EXERCISE DIRECTIONS – Find the line with "--target microphone mesh head" and the line with "--target open book" in the entries below; output exactly those two lines, every line between them, and no others.

INFORMATION GIVEN –
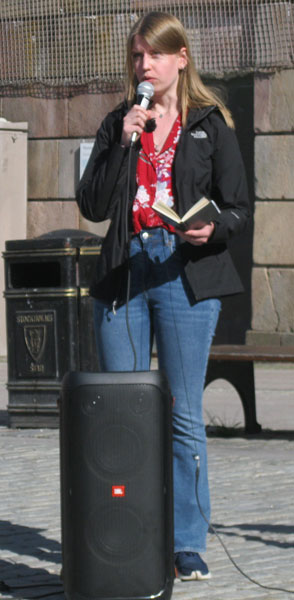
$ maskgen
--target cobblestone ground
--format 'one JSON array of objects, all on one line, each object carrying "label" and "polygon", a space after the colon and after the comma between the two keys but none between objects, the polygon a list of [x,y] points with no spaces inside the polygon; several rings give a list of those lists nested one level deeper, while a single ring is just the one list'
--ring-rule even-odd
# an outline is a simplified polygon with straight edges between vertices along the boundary
[{"label": "cobblestone ground", "polygon": [[[294,591],[293,375],[293,369],[258,369],[257,416],[263,433],[211,435],[208,455],[212,523],[233,559],[261,584]],[[0,361],[0,597],[64,600],[59,432],[7,428],[6,380],[6,363]],[[207,423],[230,427],[243,422],[240,400],[224,382],[206,390],[205,410]],[[212,579],[175,582],[172,600],[294,598],[248,581],[213,533],[205,559]]]},{"label": "cobblestone ground", "polygon": [[[0,427],[3,599],[64,598],[59,580],[58,436],[57,430]],[[213,525],[251,578],[294,591],[293,444],[291,431],[208,439]],[[214,534],[209,535],[206,559],[212,579],[175,582],[173,600],[293,597],[250,583]]]}]

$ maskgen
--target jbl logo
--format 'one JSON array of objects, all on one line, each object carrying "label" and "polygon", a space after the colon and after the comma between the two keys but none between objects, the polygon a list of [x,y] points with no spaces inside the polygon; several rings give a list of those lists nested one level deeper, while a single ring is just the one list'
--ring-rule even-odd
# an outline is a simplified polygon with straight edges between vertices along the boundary
[{"label": "jbl logo", "polygon": [[113,485],[112,486],[113,498],[122,498],[125,495],[126,495],[126,486],[125,485]]}]

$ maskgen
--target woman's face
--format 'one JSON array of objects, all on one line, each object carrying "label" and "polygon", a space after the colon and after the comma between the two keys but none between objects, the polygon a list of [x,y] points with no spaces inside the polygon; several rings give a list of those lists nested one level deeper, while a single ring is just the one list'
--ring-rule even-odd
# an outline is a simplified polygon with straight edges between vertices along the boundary
[{"label": "woman's face", "polygon": [[187,64],[186,48],[181,48],[176,54],[156,52],[144,38],[136,35],[132,61],[138,81],[150,81],[154,86],[155,97],[177,95],[179,71]]}]

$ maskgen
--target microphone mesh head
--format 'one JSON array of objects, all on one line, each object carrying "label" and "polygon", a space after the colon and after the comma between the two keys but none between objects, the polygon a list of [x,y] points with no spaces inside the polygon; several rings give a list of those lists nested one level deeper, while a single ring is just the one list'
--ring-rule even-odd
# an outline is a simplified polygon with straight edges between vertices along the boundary
[{"label": "microphone mesh head", "polygon": [[146,98],[152,98],[154,94],[154,87],[150,81],[141,81],[137,87],[137,96],[145,96]]}]

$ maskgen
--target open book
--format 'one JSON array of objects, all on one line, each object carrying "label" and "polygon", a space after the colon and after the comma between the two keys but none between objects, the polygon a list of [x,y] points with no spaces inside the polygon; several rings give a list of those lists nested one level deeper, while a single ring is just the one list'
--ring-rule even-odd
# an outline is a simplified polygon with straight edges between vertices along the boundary
[{"label": "open book", "polygon": [[170,206],[167,206],[160,200],[154,202],[152,208],[160,215],[163,221],[182,231],[201,229],[201,227],[213,221],[221,212],[214,200],[208,200],[207,198],[200,198],[182,218],[179,217],[173,208],[170,208]]}]

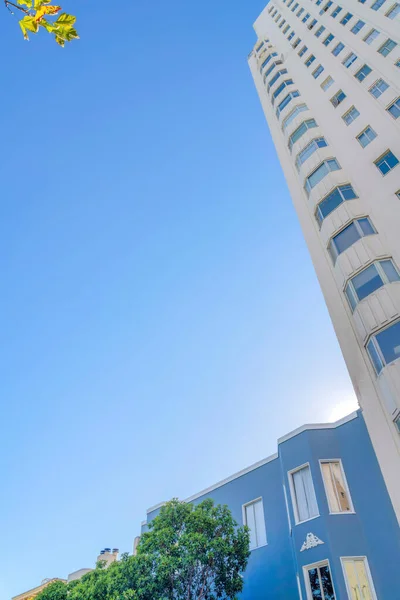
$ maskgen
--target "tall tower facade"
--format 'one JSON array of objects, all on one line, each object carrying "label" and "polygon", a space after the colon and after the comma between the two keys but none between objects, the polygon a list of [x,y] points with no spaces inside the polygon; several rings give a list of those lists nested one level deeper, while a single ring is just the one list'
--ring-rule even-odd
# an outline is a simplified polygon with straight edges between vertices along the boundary
[{"label": "tall tower facade", "polygon": [[400,521],[399,0],[271,0],[254,28],[249,66]]}]

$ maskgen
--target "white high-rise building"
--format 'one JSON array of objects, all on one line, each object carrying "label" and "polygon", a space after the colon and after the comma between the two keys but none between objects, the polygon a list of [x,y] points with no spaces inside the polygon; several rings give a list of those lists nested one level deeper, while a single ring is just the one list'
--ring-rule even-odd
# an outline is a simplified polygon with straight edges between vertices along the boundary
[{"label": "white high-rise building", "polygon": [[338,1],[271,0],[249,65],[400,521],[400,0]]}]

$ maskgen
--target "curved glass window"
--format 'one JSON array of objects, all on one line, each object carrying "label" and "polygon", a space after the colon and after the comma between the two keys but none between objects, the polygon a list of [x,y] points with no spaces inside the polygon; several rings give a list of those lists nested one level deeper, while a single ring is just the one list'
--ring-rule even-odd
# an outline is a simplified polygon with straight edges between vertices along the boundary
[{"label": "curved glass window", "polygon": [[324,137],[315,138],[312,140],[307,146],[299,152],[296,158],[296,167],[297,170],[300,169],[301,165],[308,159],[318,148],[325,148],[327,146],[327,142]]},{"label": "curved glass window", "polygon": [[338,206],[347,200],[357,198],[357,194],[350,184],[339,185],[328,194],[317,206],[315,217],[321,227],[323,220],[331,214]]},{"label": "curved glass window", "polygon": [[350,279],[345,288],[352,310],[361,300],[393,281],[400,281],[400,275],[392,260],[380,260],[363,269]]},{"label": "curved glass window", "polygon": [[347,225],[347,227],[336,234],[329,242],[328,251],[333,263],[335,264],[339,254],[342,254],[345,250],[353,246],[358,240],[375,233],[376,229],[368,217],[355,219],[350,225]]},{"label": "curved glass window", "polygon": [[317,167],[315,169],[315,171],[313,171],[311,173],[311,175],[309,175],[307,177],[306,183],[304,186],[306,192],[309,194],[311,192],[311,190],[316,185],[318,185],[318,183],[320,181],[322,181],[322,179],[324,177],[326,177],[328,175],[328,173],[330,173],[331,171],[338,171],[339,169],[341,169],[341,166],[339,165],[336,158],[330,158],[329,160],[324,160],[324,162],[321,165],[319,165],[319,167]]},{"label": "curved glass window", "polygon": [[317,126],[318,125],[315,119],[308,119],[307,121],[303,121],[303,123],[293,131],[292,135],[289,138],[290,150],[293,148],[293,144],[295,144],[308,129],[313,129]]},{"label": "curved glass window", "polygon": [[400,358],[400,321],[372,336],[367,350],[378,375],[383,367]]}]

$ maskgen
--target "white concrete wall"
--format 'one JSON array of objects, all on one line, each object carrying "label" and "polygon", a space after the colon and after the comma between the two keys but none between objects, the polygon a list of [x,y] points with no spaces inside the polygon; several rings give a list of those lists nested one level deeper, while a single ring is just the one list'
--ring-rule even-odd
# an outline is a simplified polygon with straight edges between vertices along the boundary
[{"label": "white concrete wall", "polygon": [[[286,4],[289,1],[287,0]],[[400,58],[400,16],[394,20],[385,16],[394,4],[394,0],[386,0],[379,11],[370,8],[372,1],[366,0],[365,4],[357,0],[345,0],[345,3],[339,4],[333,2],[323,15],[319,12],[326,5],[327,0],[323,0],[319,6],[315,1],[295,0],[289,8],[282,0],[271,1],[254,25],[257,34],[254,48],[265,39],[270,42],[264,44],[259,56],[253,50],[249,56],[249,65],[330,316],[400,521],[400,435],[393,423],[393,419],[400,413],[400,360],[385,367],[377,378],[365,350],[371,334],[400,317],[400,283],[384,286],[364,299],[354,314],[344,295],[348,278],[369,262],[379,257],[392,257],[400,267],[400,199],[396,196],[396,192],[400,190],[400,164],[385,177],[373,164],[373,161],[387,149],[390,149],[400,160],[400,119],[393,119],[386,111],[387,106],[400,96],[400,68],[395,66],[396,60]],[[299,6],[295,12],[292,12],[291,9],[297,2]],[[338,5],[342,6],[342,11],[334,19],[331,13]],[[269,13],[271,6],[274,6],[274,9]],[[298,18],[296,13],[301,7],[305,10]],[[275,8],[278,12],[272,18]],[[304,24],[301,19],[307,12],[311,17]],[[340,20],[347,12],[351,12],[353,17],[344,26],[340,24]],[[275,22],[279,14],[286,19],[282,29],[279,29],[280,20],[279,23]],[[317,19],[318,24],[310,31],[307,25],[313,18]],[[359,18],[365,21],[366,25],[357,35],[354,35],[350,29]],[[287,24],[290,25],[290,29],[283,34]],[[317,38],[315,32],[321,25],[324,25],[326,30],[321,37]],[[372,28],[378,29],[380,35],[371,45],[367,45],[363,38]],[[287,36],[293,30],[295,35],[289,42]],[[322,42],[328,33],[332,33],[335,38],[329,46],[325,47]],[[293,49],[291,44],[297,37],[301,38],[301,42]],[[387,38],[393,39],[399,45],[384,58],[377,49]],[[342,42],[345,48],[338,56],[334,56],[332,49],[338,42]],[[298,52],[303,45],[308,47],[308,51],[299,57]],[[260,74],[260,65],[273,51],[278,53],[278,57],[273,60],[283,60],[283,64],[278,68],[286,68],[288,74],[280,77],[268,93],[263,76]],[[342,65],[342,61],[351,51],[358,58],[347,69]],[[307,68],[304,63],[311,53],[315,55],[316,60]],[[372,73],[360,83],[355,79],[354,74],[364,63],[371,67]],[[324,67],[324,71],[314,79],[312,72],[319,64]],[[268,76],[267,84],[278,68]],[[334,79],[334,84],[324,92],[321,83],[328,75]],[[368,89],[381,77],[389,84],[389,89],[379,99],[375,99]],[[273,106],[271,95],[286,78],[292,78],[294,83],[279,94]],[[277,105],[288,91],[294,89],[299,90],[300,96],[291,101],[278,119],[275,114]],[[342,89],[347,97],[337,108],[334,108],[330,98],[339,89]],[[301,103],[306,103],[309,110],[301,112],[287,130],[282,132],[283,119]],[[360,116],[347,126],[342,120],[342,115],[353,105],[360,112]],[[317,121],[318,128],[307,131],[294,144],[290,152],[287,145],[288,137],[302,121],[310,118]],[[362,148],[355,136],[367,125],[374,129],[377,137],[368,146]],[[310,140],[321,135],[325,137],[328,146],[315,152],[298,172],[295,167],[296,155]],[[307,196],[303,188],[305,177],[322,160],[333,157],[340,163],[341,170],[326,176]],[[324,220],[320,229],[314,216],[316,205],[334,187],[344,183],[351,183],[358,198],[342,204],[333,211]],[[273,201],[275,202],[276,198]],[[372,220],[378,235],[358,241],[340,255],[333,265],[327,251],[329,239],[354,217],[366,215]]]}]

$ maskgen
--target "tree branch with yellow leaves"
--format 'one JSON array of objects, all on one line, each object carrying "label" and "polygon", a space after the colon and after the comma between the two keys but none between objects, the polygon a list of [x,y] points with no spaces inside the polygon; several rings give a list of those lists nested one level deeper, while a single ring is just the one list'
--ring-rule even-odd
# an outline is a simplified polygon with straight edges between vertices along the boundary
[{"label": "tree branch with yellow leaves", "polygon": [[11,2],[10,0],[4,0],[4,4],[12,14],[14,14],[13,9],[24,14],[24,17],[19,21],[19,26],[26,40],[29,40],[28,32],[38,33],[41,27],[54,35],[57,44],[60,46],[65,46],[65,42],[79,39],[74,27],[76,17],[61,13],[61,6],[53,6],[50,4],[51,1],[15,0]]}]

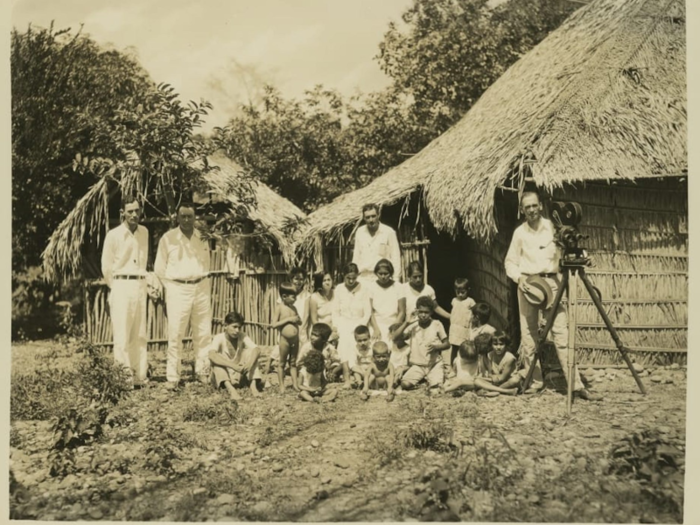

SOLVED PROBLEM –
--target microphone mesh head
--format 'one JSON array of objects, all on one line, each object carrying "label" and "polygon", a space after the colon and after the comma between the two keys but none between objects, the polygon a list of [x,y] points with no spaces inside the polygon; several rings give a list of those lists nested one level deeper, while a single ring is just the one list'
--ring-rule even-odd
# an outline is a simplified polygon with straight edges between vertices along the boundary
[{"label": "microphone mesh head", "polygon": [[146,98],[152,98],[154,94],[154,87],[150,81],[141,81],[137,87],[137,96],[145,96]]}]

$ maskgen
--target open book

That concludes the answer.